# Extract provided
□ □ □ □ □ □ □

Evaluate $\sum_{k=1}^nk\cdot k!$

I discovered that the summation $\displaystyle\sum_{k=1}^n k\cdot k!$ equals $(n+1)!-1$.

But I want a proof. Could anyone give me one please? Don't worry if it uses very advanced math, I can just check it out on the internet. :)


HINT: $k(k!)=(k+1-1)(k!)=(k+1)!-k!$. Now do the summation and most of the terms will cancel.


$$\sum_{k=1}^n k\cdot k!=\sum_{k=1}^n (k+1-1)k!=\sum_{k=1}^n \left((k+1) k!- k!\right)=$$ $$=\sum_{k=1}^n ((k+1)!-k!)=\sum_{k=1}^n (k+1)!-\sum_{k=1}^n k!=$$ $$=\sum_{k=1}^{n-1} (k+1)!+(n+1)!-\sum_{k=0}^{n-1} (k+1)!=$$ $$=\sum_{k=1}^{n-1} (k+1)!+(n+1)!-(0+1)!-\sum_{k=1}^{n-1} (k+1)!=$$ $$=(n+1)!-1$$


By telescoping $$\sum_{k=1}^n k\times k!=\sum_{k=1}^n \left((k+1)\times k!- k!\right)=\sum_{k=1}^n ((k+1)!-k!)=(n+1)!-1$$


This might be a bit overkill, but I think it's still worth showing: using that $$ k!=\int_0^\infty e^{-t}t^kdt\,, $$ we have $$\begin{aligned} \sum_{k=1}^n k\cdot k!&=\int_0^\infty e^{-t}\sum_{k=1}^n kt^k dt\\ &=\int_0^\infty e^{-t}\frac{d}{dt}\sum_{k=0}^n t^k dt\\ &=\int_0^\infty te^{-t}\frac{d}{dt}\frac{1-t^{n+1}}{1-t}dt \end{aligned}$$ and integrating by parts yields $$ \sum_{k=1}^n k\cdot k! = \int_0^\infty e^{-t}(t^{n+1}-1)dt=(n+1)!-1\,. $$

□ □ □ □ □ □ □

# Supplied entries
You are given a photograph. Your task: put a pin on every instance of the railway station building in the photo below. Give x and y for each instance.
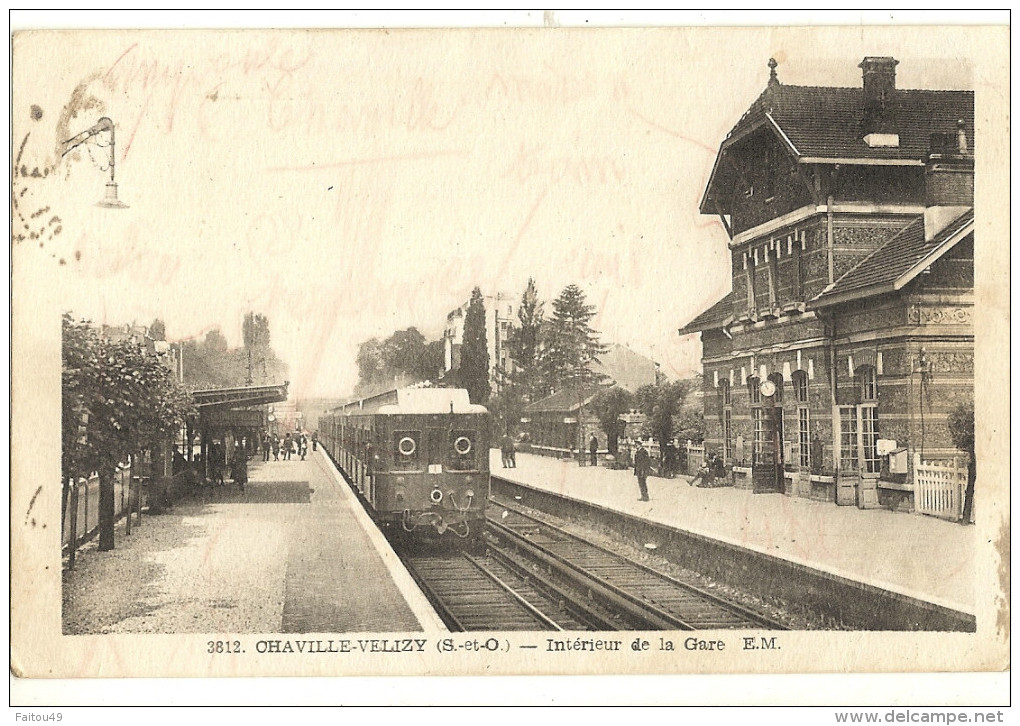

□ □ □ □ □ □ □

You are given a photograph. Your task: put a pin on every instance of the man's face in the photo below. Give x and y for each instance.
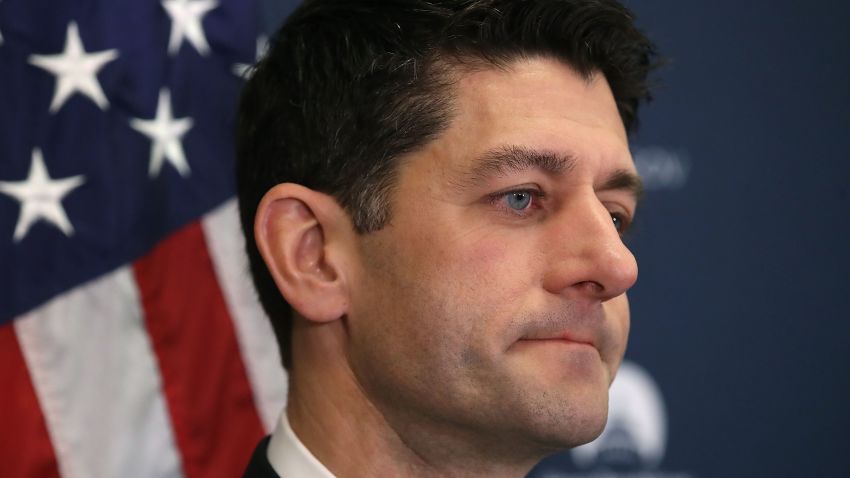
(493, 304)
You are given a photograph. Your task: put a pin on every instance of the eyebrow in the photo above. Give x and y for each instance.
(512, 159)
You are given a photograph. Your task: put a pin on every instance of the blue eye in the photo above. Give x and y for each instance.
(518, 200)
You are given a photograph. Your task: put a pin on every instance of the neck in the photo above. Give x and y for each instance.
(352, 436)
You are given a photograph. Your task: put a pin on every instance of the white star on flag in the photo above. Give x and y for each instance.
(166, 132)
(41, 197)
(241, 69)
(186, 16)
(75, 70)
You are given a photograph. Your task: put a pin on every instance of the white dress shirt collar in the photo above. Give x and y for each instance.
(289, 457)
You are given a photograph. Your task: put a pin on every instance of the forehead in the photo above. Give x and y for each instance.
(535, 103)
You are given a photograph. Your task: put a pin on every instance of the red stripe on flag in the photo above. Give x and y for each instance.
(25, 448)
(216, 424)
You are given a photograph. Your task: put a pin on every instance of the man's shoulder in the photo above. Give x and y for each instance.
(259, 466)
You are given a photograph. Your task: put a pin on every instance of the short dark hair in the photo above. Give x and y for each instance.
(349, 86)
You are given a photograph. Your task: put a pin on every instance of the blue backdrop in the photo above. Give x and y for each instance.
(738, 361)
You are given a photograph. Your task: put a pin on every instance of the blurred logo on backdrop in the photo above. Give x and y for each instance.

□ □ □ □ □ □ □

# Instructions for the task
Revise everything in the factorial sum thread from "I discovered that" down to "the internet. :)", putting "derivation" in place of "proof". The data above is separate from the factorial sum thread.

# Result of the task
I discovered that the summation $\displaystyle\sum_{k=1}^n k\cdot k!$ equals $(n+1)!-1$.

But I want a derivation. Could anyone give me one please? Don't worry if it uses very advanced math, I can just check it out on the internet. :)